A block of data:
○ ○ ○
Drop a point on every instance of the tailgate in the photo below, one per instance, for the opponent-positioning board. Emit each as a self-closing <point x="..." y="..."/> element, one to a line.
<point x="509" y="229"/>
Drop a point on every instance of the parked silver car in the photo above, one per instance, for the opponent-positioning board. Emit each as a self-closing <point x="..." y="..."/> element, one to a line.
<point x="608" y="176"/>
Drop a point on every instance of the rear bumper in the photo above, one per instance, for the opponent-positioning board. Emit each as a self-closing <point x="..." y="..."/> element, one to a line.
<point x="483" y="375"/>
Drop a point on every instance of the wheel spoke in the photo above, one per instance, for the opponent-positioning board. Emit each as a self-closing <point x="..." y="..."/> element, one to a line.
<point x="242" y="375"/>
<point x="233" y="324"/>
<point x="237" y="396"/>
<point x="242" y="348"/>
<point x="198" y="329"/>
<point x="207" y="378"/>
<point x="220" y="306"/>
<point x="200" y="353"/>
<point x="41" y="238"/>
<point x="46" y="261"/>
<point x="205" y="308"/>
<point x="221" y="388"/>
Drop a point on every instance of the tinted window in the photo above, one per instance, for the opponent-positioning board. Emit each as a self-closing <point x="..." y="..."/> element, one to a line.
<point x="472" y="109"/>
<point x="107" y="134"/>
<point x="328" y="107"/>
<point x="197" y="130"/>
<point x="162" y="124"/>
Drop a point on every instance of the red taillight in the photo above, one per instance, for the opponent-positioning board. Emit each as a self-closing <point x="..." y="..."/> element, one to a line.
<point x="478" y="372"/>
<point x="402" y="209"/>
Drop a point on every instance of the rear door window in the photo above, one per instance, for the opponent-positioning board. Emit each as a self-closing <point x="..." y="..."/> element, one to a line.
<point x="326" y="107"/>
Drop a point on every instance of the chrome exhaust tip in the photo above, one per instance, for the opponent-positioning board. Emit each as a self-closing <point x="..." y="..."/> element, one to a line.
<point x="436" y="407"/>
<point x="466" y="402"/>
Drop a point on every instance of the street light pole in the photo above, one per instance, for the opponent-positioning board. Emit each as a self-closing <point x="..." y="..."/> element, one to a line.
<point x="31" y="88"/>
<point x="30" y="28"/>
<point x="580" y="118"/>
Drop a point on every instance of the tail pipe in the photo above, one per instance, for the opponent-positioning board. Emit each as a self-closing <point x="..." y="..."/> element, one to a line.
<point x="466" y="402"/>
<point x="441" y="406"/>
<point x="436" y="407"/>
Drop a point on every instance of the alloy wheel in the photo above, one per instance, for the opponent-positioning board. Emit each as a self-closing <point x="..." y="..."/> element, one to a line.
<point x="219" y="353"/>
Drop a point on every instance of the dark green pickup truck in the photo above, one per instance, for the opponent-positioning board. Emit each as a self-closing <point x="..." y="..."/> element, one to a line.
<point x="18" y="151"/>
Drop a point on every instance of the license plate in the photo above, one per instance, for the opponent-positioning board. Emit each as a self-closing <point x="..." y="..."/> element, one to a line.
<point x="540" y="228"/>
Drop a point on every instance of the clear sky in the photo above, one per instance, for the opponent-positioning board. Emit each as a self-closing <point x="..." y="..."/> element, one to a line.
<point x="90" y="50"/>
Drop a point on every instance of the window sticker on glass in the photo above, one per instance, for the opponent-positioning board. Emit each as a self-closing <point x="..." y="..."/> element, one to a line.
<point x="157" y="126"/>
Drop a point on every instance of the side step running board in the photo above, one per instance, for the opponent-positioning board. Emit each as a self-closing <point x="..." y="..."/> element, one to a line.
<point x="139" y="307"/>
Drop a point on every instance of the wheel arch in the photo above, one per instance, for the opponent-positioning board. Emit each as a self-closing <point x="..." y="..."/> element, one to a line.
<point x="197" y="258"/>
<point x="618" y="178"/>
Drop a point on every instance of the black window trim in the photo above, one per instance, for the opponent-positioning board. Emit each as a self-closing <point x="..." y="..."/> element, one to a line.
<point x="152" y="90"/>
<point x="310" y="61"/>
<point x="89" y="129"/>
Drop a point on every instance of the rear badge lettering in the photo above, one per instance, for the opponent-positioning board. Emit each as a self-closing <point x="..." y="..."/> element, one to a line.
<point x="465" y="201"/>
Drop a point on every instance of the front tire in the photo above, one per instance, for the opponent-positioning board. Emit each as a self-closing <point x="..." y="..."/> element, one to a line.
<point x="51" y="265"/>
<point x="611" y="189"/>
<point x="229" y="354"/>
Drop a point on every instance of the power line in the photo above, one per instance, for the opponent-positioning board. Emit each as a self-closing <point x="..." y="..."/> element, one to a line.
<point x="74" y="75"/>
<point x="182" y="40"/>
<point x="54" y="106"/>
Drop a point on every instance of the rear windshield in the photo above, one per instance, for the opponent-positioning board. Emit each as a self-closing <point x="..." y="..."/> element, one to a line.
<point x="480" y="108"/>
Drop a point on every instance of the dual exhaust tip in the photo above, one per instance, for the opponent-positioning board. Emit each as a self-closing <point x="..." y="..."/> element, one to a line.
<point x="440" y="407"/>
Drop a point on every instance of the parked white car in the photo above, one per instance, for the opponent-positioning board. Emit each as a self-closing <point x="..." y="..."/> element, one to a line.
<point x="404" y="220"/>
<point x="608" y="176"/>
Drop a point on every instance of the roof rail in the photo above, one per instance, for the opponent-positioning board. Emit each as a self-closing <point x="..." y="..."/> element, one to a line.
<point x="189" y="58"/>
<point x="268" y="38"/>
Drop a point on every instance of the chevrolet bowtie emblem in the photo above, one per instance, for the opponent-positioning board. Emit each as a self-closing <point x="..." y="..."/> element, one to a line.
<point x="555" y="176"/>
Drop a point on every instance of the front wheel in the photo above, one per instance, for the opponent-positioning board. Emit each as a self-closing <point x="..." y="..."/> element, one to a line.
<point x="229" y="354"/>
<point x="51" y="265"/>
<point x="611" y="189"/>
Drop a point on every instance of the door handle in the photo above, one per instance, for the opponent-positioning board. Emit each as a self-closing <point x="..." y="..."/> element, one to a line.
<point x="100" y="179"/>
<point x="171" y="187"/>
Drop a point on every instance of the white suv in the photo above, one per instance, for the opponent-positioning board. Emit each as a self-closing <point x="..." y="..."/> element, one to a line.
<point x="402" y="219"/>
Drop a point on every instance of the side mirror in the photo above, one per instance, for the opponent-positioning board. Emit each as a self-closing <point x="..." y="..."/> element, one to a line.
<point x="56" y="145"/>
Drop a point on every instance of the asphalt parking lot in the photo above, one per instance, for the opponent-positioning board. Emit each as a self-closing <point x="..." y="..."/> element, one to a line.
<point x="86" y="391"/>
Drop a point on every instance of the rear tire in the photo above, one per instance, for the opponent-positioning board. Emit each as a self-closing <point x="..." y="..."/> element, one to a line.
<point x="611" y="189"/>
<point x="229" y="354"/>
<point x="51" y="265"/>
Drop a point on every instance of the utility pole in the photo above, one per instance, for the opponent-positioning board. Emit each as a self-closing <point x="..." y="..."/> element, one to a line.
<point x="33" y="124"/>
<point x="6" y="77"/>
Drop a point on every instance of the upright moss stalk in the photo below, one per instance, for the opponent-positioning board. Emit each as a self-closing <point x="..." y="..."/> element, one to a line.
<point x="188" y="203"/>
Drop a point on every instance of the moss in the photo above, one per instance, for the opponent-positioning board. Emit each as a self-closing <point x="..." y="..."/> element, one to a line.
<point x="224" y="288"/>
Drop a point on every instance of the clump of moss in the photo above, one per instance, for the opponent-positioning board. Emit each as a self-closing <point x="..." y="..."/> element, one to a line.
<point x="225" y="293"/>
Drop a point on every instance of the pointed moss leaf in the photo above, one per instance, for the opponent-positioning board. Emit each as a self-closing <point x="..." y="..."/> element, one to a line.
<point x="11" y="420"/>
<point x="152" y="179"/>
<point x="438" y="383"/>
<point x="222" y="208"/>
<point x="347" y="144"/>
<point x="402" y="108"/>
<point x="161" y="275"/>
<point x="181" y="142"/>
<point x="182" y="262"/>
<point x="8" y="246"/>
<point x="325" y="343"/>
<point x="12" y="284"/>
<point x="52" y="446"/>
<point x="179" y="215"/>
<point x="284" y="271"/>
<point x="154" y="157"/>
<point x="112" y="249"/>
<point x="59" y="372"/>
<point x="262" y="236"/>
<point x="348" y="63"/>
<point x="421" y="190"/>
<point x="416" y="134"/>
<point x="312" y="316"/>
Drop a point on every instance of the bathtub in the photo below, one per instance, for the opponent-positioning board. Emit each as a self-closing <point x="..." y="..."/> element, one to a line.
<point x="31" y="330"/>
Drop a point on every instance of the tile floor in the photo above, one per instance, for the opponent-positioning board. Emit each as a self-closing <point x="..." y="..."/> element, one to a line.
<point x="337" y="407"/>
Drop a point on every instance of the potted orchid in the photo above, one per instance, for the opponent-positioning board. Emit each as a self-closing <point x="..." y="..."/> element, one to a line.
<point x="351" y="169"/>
○ ○ ○
* Stated exercise: Begin with the line that contains "Drop a point on every instance of the tile" and quote each line after it exactly, stopping after the last line of the data.

* Response:
Drop a point on every instance of the tile floor in the photo above, one per instance, for the opponent-positioning board. Emit each as a self-closing <point x="..." y="..."/> element, one to a line.
<point x="337" y="407"/>
Drop a point on every instance of the potted orchid in the photo above, one per instance, for the opponent-positioning board. Emit each as a self-closing <point x="..." y="..."/> element, one to a line.
<point x="351" y="169"/>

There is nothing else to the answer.